■ **Given instruction**
Answer these questions from the article below on New Mexico mobile home park residents.
(a) Which legislative district does Rep. John Block represent?
(b) In what year was the Mobile Home Park Act passed?
(c) In which two places did prolonged utility outages occur in late 2024?

■ **Text provided**
════════════════════

Local Lawmakers Led by John Block Have Failed Mobile Home Park Residents: Fifteen Years of Legislative Inaction in New Mexico

Image

Local Lawmakers Led by John Block Have Failed Mobile Home Park Residents: Fifteen Years of Legislative Inaction in New Mexico

Santa Fe- Alamogordo, New Mexico-

For more than 15 years, the New Mexico Legislature—with consistent opposition from local representatives like Rep. John Block (R-District 51)—has failed to pass meaningful protections for residents of manufactured home communities (also known as mobile home parks or land-lease communities). Despite persistent problems including unchecked rent increases, unfair evictions, lack of enforcement of existing laws, neglected infrastructure, and the extreme vulnerability of homeowners who own their homes but lease the land beneath them, no comprehensive reforms have become law.

These communities remain some of the most affordable housing options in the state, especially for low- and moderate-income families and seniors. Yet residents are trapped by the high cost and logistical difficulty of moving their homes, giving park owners—often absentee investors or corporate entities—near-unchecked power to raise rents sharply, defer critical maintenance (as seen in prolonged utility outages in Alamogordo and Los Alamos in late 2024), or sell the underlying land without offering residents a meaningful opportunity to purchase it. The Mobile Home Park Act (MHPA) of 1983 has been largely unenforced, with credible estimates that at least half of park owners and operators violate its provisions without consequence.

════════════════════

Entries from a pointing dataset
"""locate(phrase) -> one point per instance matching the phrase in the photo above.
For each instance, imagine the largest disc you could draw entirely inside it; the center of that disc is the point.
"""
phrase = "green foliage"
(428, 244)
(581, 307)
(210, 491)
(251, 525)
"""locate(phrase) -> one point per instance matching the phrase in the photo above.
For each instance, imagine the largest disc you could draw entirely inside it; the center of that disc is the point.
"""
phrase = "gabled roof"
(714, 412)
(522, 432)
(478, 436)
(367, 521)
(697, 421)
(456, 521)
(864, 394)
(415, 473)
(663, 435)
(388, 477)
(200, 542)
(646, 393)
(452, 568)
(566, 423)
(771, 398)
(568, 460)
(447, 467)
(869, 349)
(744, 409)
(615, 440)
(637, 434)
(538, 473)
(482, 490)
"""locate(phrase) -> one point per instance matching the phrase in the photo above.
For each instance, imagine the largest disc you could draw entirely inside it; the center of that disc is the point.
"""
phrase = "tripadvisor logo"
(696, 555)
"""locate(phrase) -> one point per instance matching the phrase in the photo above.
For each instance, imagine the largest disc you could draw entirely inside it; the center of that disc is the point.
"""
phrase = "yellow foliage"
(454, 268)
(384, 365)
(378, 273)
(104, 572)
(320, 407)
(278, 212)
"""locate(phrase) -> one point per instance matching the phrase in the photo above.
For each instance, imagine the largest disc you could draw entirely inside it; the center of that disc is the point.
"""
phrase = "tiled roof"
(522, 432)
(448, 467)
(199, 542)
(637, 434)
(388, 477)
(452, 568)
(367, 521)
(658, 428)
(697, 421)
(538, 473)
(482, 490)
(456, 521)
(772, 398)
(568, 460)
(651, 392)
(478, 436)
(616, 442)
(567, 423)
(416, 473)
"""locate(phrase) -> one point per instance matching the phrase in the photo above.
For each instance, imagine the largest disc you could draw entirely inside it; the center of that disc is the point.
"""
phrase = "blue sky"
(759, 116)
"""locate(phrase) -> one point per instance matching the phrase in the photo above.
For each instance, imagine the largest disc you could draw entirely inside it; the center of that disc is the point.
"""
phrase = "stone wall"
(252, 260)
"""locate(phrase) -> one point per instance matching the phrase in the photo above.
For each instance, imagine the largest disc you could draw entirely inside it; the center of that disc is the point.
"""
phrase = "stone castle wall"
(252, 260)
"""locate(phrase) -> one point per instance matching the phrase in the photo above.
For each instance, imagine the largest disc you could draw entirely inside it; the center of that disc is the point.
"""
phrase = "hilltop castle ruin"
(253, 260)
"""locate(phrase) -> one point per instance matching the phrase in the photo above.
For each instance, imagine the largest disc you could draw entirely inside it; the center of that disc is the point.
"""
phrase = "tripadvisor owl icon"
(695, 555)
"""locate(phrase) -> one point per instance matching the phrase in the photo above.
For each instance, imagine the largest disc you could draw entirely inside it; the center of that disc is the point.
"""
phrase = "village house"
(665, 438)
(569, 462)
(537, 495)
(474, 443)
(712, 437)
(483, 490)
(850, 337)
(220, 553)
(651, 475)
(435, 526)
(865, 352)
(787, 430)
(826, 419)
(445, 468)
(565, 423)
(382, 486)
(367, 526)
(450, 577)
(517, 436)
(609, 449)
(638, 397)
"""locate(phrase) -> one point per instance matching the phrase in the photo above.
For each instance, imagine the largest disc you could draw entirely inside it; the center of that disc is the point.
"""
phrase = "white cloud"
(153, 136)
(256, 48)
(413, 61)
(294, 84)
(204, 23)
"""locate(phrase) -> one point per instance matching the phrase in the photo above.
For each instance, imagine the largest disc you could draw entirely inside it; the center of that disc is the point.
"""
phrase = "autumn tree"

════════════════════

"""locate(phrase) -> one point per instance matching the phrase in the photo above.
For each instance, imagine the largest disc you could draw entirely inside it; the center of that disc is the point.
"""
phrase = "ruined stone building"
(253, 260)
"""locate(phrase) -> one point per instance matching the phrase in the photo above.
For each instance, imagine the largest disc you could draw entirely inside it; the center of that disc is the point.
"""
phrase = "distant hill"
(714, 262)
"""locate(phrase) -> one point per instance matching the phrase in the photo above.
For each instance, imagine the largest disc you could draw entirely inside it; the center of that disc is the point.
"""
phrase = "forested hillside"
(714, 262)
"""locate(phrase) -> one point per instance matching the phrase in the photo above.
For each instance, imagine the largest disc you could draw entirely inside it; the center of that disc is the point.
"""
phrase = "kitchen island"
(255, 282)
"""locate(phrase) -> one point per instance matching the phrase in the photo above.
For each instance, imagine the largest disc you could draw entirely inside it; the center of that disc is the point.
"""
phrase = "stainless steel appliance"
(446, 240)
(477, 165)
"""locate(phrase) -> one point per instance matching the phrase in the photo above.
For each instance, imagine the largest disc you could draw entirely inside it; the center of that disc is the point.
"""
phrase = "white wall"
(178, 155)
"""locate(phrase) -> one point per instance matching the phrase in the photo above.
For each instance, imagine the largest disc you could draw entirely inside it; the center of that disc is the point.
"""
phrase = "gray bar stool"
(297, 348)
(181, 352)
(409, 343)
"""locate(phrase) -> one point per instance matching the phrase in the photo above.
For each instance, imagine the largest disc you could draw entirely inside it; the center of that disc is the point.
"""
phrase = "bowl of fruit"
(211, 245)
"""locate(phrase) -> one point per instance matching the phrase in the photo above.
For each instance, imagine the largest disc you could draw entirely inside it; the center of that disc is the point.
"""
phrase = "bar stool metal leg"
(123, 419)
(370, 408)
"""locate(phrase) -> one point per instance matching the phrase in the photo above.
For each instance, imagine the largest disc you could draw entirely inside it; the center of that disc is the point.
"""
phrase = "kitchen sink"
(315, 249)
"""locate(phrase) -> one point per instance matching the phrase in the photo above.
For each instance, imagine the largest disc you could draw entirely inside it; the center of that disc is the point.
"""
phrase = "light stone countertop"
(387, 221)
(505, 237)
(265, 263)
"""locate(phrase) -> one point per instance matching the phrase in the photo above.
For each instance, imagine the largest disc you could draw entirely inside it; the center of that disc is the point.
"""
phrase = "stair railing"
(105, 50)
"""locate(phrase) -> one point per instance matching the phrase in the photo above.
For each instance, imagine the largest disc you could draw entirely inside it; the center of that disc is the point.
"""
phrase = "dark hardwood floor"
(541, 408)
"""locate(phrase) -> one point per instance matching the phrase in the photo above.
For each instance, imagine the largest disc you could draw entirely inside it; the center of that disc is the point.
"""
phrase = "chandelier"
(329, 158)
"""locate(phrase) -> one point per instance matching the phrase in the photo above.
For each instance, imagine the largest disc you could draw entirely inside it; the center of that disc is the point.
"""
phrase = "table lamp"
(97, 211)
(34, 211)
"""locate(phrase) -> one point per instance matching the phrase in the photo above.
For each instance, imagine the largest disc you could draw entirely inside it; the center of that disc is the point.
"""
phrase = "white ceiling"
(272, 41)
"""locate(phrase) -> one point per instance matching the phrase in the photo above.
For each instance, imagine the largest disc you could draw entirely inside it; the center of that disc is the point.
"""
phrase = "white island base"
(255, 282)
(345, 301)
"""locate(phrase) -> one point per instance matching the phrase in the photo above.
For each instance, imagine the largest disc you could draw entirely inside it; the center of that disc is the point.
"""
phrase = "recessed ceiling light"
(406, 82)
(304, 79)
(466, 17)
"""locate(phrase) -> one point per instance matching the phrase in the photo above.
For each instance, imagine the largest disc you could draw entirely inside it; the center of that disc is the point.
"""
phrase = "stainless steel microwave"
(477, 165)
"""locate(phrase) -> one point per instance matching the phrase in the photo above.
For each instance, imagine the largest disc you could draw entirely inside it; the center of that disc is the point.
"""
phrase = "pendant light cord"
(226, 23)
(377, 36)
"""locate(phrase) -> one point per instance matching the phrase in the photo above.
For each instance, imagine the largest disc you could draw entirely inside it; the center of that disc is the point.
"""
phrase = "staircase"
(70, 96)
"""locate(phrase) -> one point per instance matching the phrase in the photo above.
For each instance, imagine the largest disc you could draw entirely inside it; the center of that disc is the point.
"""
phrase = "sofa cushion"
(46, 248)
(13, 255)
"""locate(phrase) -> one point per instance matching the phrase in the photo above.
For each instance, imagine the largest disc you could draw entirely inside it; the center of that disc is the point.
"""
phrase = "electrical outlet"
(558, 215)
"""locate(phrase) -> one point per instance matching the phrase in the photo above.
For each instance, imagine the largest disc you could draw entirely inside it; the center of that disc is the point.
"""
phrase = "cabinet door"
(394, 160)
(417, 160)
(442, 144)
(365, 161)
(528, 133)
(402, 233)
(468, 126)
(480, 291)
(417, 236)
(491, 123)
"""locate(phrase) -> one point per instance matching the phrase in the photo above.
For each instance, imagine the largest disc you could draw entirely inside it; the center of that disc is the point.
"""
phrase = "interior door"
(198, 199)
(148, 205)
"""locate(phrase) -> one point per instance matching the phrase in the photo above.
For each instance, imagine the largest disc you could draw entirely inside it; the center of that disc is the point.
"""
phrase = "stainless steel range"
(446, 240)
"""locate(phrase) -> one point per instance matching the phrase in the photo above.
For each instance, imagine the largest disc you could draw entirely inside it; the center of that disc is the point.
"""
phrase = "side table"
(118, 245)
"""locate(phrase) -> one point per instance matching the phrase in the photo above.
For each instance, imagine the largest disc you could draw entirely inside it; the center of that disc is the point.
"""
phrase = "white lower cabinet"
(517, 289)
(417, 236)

════════════════════

■ **Answer for the task**
(a) District 51
(b) 1983
(c) Alamogordo and Los Alamos